━━━ SUPPLIED TEXT ━━━

- Born: Mark Pegenia Salazar September 26, 1977 (age 48) Manila, Philippines
- Occupations: journalist, newscaster, Television producer, Field reporter
- Years active: 2004–present
- Employer: GMA Network

= Mark Salazar =

Filipino journalist (born 1977)

Mark Pegenia Salazar (/tl/; born September 26, 1977) is a Filipino journalist, television news producer, newscaster, field reporter, & host. He is currently serving as the co-host of iJuander on GTV and the radio program Usap Tayo: Super Kwentuhan with Mark and Susan on DZBB-AM, both alongside Susan Enriquez.

== Career ==
Salazar started out as a news producer of GMA Network in 2001. He became part of GMA News as a journalist since 2005. He was also an associate producer for 24 Oras Weekend.

He anchored Balita Pilipinas Ngayon with Maki Pulido from 2011 until its conclusion in 2019. Salazar also anchored the weekend edition of Balitanghali with Mav Gonzales, replacing the original anchors Mariz Umali and Jun Veneracion who both left. The weekend newscast was canceled in March 2020 due to the COVID-19 pandemic.

In February 2021, he joined Susan Enriquez as the co-host of iJuander, two years after Enriquez went solo due to the passing of her original co-host, Cesar Apolinario.

━━━ RECORDED DATA ━━━

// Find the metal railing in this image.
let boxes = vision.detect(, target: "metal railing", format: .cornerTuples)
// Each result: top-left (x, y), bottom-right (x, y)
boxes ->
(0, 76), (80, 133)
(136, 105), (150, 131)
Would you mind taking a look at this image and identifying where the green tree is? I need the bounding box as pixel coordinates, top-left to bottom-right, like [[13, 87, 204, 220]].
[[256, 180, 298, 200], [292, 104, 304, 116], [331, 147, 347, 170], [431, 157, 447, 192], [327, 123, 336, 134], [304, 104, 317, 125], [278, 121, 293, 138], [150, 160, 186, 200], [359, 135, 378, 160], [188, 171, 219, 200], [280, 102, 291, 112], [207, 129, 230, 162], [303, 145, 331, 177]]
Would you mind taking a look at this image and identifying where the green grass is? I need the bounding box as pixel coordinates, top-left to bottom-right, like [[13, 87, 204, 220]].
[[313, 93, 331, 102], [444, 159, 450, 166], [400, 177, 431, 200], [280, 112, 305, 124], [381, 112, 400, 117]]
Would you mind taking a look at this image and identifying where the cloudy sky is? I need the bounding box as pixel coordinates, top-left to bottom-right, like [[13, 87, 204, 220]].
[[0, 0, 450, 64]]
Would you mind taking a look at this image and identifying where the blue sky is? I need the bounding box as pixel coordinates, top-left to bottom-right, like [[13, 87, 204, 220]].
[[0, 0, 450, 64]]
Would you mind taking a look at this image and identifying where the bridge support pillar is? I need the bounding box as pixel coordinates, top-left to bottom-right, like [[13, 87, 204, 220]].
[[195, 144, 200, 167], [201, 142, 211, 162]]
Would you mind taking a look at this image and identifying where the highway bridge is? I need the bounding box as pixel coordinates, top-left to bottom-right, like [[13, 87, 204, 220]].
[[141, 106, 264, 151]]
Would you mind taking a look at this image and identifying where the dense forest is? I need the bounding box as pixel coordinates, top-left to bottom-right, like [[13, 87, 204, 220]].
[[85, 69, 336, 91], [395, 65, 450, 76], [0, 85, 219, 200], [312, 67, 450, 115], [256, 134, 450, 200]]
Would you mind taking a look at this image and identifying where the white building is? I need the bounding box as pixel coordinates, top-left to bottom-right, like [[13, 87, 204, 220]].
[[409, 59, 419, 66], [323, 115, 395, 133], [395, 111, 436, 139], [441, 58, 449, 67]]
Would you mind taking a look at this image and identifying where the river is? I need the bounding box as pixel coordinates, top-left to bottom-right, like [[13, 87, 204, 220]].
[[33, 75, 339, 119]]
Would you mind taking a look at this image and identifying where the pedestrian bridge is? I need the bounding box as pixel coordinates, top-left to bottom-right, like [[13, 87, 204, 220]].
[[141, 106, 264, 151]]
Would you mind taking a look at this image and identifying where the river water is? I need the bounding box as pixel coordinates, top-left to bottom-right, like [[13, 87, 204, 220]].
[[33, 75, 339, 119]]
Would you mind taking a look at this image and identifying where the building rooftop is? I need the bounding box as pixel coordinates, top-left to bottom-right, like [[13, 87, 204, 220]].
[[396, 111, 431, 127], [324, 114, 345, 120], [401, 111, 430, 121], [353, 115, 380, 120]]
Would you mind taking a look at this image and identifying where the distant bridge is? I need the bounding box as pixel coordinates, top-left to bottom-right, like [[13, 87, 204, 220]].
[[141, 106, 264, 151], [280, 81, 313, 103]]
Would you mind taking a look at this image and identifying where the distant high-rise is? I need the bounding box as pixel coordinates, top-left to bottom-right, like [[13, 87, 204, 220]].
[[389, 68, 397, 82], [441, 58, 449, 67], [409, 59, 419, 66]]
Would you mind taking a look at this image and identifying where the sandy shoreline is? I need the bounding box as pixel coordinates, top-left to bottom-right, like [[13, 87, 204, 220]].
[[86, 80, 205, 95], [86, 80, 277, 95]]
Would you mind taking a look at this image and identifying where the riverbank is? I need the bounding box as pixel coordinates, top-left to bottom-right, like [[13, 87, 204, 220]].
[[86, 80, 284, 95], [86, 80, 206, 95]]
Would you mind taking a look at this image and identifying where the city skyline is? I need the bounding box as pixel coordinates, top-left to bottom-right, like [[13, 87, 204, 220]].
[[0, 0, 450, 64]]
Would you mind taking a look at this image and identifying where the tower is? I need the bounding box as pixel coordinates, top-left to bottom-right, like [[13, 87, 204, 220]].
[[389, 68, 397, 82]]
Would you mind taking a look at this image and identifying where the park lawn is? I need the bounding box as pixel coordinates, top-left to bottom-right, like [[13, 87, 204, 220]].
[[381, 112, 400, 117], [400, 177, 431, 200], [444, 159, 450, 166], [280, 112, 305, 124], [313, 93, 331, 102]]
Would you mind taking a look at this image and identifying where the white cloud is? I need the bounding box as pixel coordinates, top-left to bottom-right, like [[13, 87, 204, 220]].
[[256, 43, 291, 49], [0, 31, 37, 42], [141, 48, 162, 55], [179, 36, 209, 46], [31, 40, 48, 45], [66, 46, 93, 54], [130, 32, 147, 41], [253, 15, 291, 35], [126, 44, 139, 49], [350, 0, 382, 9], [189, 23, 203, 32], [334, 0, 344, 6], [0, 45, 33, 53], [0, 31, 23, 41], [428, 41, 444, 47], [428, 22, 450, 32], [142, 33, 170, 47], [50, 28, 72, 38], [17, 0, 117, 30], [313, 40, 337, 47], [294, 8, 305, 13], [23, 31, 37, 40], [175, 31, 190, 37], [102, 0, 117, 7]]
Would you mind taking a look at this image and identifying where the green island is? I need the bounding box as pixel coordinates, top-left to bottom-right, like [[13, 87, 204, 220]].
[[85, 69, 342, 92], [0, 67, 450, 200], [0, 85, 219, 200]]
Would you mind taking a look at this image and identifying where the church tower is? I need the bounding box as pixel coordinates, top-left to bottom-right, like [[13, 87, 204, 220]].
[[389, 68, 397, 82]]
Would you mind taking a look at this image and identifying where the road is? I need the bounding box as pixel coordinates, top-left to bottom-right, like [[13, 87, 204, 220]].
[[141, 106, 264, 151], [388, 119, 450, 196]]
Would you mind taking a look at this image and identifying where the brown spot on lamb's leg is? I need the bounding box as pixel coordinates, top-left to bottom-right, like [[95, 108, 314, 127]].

━━━

TASK GOAL
Reproduce the whole Mark Salazar biography above, character for character.

FINISHED TASK
- Born: Mark Pegenia Salazar September 26, 1977 (age 48) Manila, Philippines
- Occupations: journalist, newscaster, Television producer, Field reporter
- Years active: 2004–present
- Employer: GMA Network

= Mark Salazar =

Filipino journalist (born 1977)

Mark Pegenia Salazar (/tl/; born September 26, 1977) is a Filipino journalist, television news producer, newscaster, field reporter, & host. He is currently serving as the co-host of iJuander on GTV and the radio program Usap Tayo: Super Kwentuhan with Mark and Susan on DZBB-AM, both alongside Susan Enriquez.

== Career ==
Salazar started out as a news producer of GMA Network in 2001. He became part of GMA News as a journalist since 2005. He was also an associate producer for 24 Oras Weekend.

He anchored Balita Pilipinas Ngayon with Maki Pulido from 2011 until its conclusion in 2019. Salazar also anchored the weekend edition of Balitanghali with Mav Gonzales, replacing the original anchors Mariz Umali and Jun Veneracion who both left. The weekend newscast was canceled in March 2020 due to the COVID-19 pandemic.

In February 2021, he joined Susan Enriquez as the co-host of iJuander, two years after Enriquez went solo due to the passing of her original co-host, Cesar Apolinario.